> [WHAT IS REQUIRED]: Because the pictures are not wanted, reproduce the rest of the records below exactly as they stand.

> [SOURCE DATA]:
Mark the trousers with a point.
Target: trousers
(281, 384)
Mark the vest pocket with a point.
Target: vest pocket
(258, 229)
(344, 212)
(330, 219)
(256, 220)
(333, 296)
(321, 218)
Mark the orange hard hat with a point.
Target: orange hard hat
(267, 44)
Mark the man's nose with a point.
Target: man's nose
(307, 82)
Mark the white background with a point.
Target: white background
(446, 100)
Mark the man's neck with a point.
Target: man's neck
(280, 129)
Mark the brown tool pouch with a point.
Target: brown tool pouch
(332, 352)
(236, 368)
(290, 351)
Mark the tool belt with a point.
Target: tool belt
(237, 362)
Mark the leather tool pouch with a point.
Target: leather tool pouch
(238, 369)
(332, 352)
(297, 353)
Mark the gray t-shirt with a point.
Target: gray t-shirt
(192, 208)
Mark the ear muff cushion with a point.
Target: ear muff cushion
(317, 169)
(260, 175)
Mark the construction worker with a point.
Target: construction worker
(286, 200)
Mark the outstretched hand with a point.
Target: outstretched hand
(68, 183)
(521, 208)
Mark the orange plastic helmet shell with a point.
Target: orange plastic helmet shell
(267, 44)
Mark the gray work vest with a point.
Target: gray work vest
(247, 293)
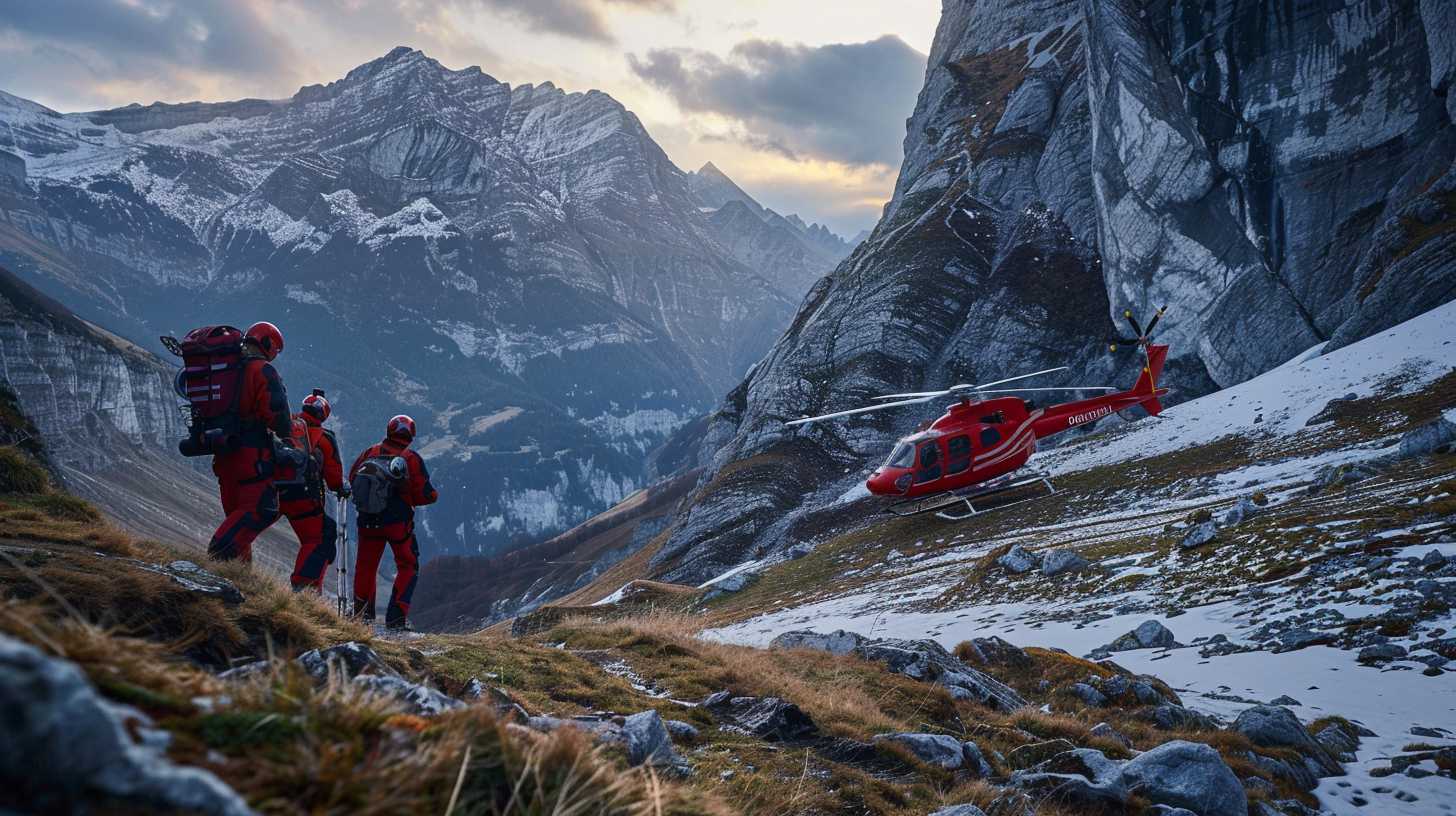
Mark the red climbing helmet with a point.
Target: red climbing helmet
(401, 429)
(267, 337)
(318, 407)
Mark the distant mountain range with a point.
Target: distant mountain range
(521, 268)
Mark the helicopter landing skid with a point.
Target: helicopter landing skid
(950, 506)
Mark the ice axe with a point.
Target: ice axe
(342, 555)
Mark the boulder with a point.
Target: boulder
(1241, 510)
(1273, 726)
(195, 579)
(1060, 561)
(765, 717)
(415, 697)
(682, 730)
(928, 660)
(1018, 560)
(932, 749)
(648, 742)
(839, 641)
(960, 810)
(1187, 774)
(1382, 653)
(1110, 733)
(1149, 634)
(976, 762)
(1431, 437)
(1088, 695)
(351, 659)
(1199, 535)
(63, 746)
(1079, 777)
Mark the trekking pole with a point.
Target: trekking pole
(342, 555)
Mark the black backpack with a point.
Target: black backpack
(376, 483)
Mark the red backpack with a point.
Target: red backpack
(210, 381)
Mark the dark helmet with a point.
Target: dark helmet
(401, 429)
(267, 337)
(318, 407)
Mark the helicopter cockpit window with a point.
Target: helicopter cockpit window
(929, 462)
(957, 453)
(903, 456)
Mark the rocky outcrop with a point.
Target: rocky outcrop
(559, 300)
(1277, 179)
(64, 746)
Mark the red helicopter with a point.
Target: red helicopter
(979, 442)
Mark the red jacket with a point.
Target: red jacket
(321, 440)
(262, 402)
(415, 491)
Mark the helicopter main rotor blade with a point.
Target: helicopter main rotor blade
(852, 411)
(1132, 321)
(1062, 388)
(1153, 322)
(982, 386)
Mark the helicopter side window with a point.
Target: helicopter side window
(929, 462)
(990, 437)
(903, 456)
(957, 455)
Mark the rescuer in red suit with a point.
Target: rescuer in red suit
(245, 477)
(300, 493)
(393, 526)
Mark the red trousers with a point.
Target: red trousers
(318, 541)
(401, 538)
(249, 500)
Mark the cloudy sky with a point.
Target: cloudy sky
(801, 101)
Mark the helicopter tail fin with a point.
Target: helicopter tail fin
(1148, 381)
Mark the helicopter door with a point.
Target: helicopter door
(957, 455)
(929, 468)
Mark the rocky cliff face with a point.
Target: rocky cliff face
(1277, 175)
(521, 268)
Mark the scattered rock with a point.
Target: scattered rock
(1089, 695)
(351, 659)
(1150, 634)
(195, 579)
(1037, 752)
(1108, 732)
(1271, 726)
(928, 660)
(1199, 535)
(1431, 437)
(1241, 510)
(1018, 560)
(63, 746)
(1081, 777)
(976, 761)
(680, 730)
(765, 717)
(415, 697)
(837, 641)
(932, 749)
(993, 652)
(648, 742)
(1382, 653)
(1187, 774)
(960, 810)
(1060, 561)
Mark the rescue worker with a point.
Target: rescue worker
(393, 526)
(245, 477)
(300, 493)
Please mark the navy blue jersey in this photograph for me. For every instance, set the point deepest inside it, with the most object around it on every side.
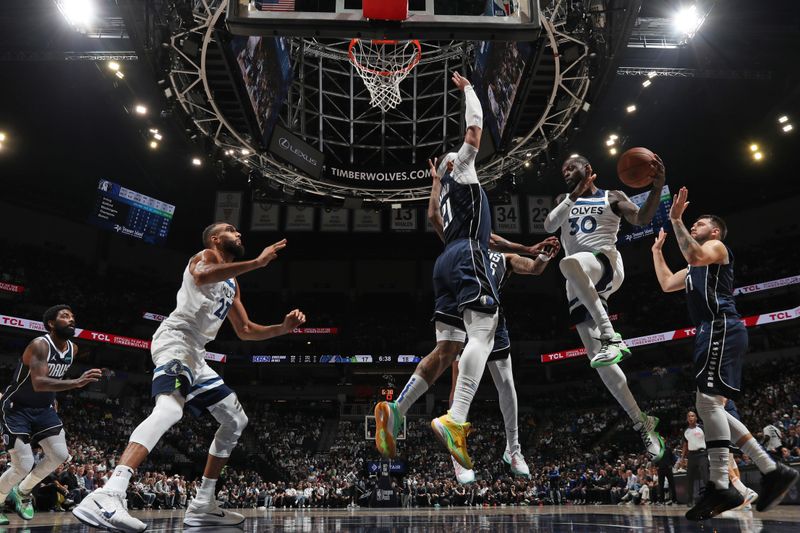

> [TASK RESPONSE]:
Mark the trousers with a point.
Target: trousers
(281, 384)
Mark the vest pocket with a point.
Target: vest pocket
(258, 229)
(344, 212)
(330, 219)
(256, 220)
(333, 296)
(321, 218)
Mark the orange hard hat with a point.
Target: orange hard hat
(267, 44)
Mark the man's nose with a point.
Target: man's nose
(307, 82)
Mark the white background with a point.
Target: white background
(446, 100)
Mark the man's neck with a point.
Target: man's neck
(280, 129)
Mark the brown tool pouch with a point.
Target: brown tool pouch
(332, 352)
(236, 368)
(290, 351)
Mark the tool belt with a point.
Target: tool belt
(237, 362)
Mark the leather tool pouch with a point.
Target: leather tool pouch
(238, 369)
(332, 352)
(297, 353)
Mark the gray t-shirt with a point.
Target: gray t-shirt
(192, 208)
Mark the ear muff cushion with a point.
Target: ear muff cushion
(317, 169)
(260, 175)
Mark the construction worker with a point.
Target: construction worker
(286, 200)
Mark the outstretched hand with a point.
Target: outstretched hand
(68, 183)
(521, 208)
Mark the orange plastic helmet shell with a point.
Target: orange plastic helmet shell
(267, 44)
Mark the gray work vest with a point.
Target: gray work vest
(247, 293)
Mark the red climbing helmet with a point.
Target: red climbing helmet
(401, 429)
(267, 337)
(318, 407)
Mark the distant mountain range with a point.
Target: distant mountain range
(521, 268)
Mark the helicopter landing skid with a point.
Target: helicopter landing skid
(950, 506)
Mark the ice axe with a point.
Target: ice axe
(342, 555)
Mark the boulder with a point.
Target: boulder
(1241, 510)
(1273, 726)
(195, 579)
(1060, 561)
(765, 717)
(415, 697)
(682, 730)
(928, 660)
(1018, 560)
(932, 749)
(648, 742)
(839, 641)
(960, 810)
(1187, 774)
(1382, 653)
(1110, 733)
(1149, 634)
(976, 762)
(1431, 437)
(1088, 695)
(351, 659)
(1199, 535)
(63, 746)
(1079, 777)
Mark the trekking pole with a point.
Target: trekking pole
(342, 555)
Mark the black backpack with a point.
Target: black backpack
(376, 483)
Mark the red backpack with a point.
Target: red backpack
(210, 381)
Mark the dark helmet with a point.
Target: dark helmet
(401, 429)
(267, 337)
(318, 407)
Mark the helicopter cockpit window with a point.
Target: helicopter cockpit window
(929, 462)
(957, 453)
(903, 456)
Mark the rocky outcrop with a point.
Target: rocky outcrop
(559, 300)
(1277, 179)
(64, 746)
Mark the red helicopter with a point.
Target: red helicopter
(979, 442)
Mark the red jacket with a point.
Target: red jacket
(321, 440)
(262, 402)
(415, 491)
Mark the helicopter main rotor blade with a point.
Target: helicopter main rotor blade
(852, 411)
(1132, 321)
(1062, 388)
(1153, 322)
(982, 386)
Mark the helicopter side window with a point.
Target: helicopter side window
(929, 462)
(990, 437)
(903, 456)
(957, 455)
Mark the rescuer in red suit with a point.
Target: rescuer in red suit
(245, 477)
(300, 493)
(393, 526)
Mark the red trousers with a point.
Target: red trousers
(318, 541)
(401, 538)
(249, 500)
Mark the cloudy sky with a point.
Target: cloudy sky
(801, 101)
Mark the helicopter tail fin with a point.
Target: helicopter tail fin
(1148, 381)
Mark the helicopter door with a point.
Target: helicopter door
(957, 455)
(929, 468)
Mark the rocky cliff face with a point.
Target: rocky cliff face
(1277, 175)
(521, 268)
Mark the scattered rock with a point.
Target: scattered rock
(1089, 695)
(351, 659)
(1150, 634)
(195, 579)
(1037, 752)
(1108, 732)
(1271, 726)
(928, 660)
(1199, 535)
(1431, 437)
(1241, 510)
(1018, 560)
(63, 746)
(1081, 777)
(976, 761)
(680, 730)
(765, 717)
(415, 697)
(837, 641)
(932, 749)
(993, 652)
(648, 742)
(1382, 653)
(1187, 774)
(960, 810)
(1060, 561)
Mark the rescue worker with a point.
Target: rescue worker
(393, 526)
(245, 477)
(300, 493)
Please mark the navy blue jersey in this photograph for me. For every instance, set the point deepest inside it, with the most object around it on every side.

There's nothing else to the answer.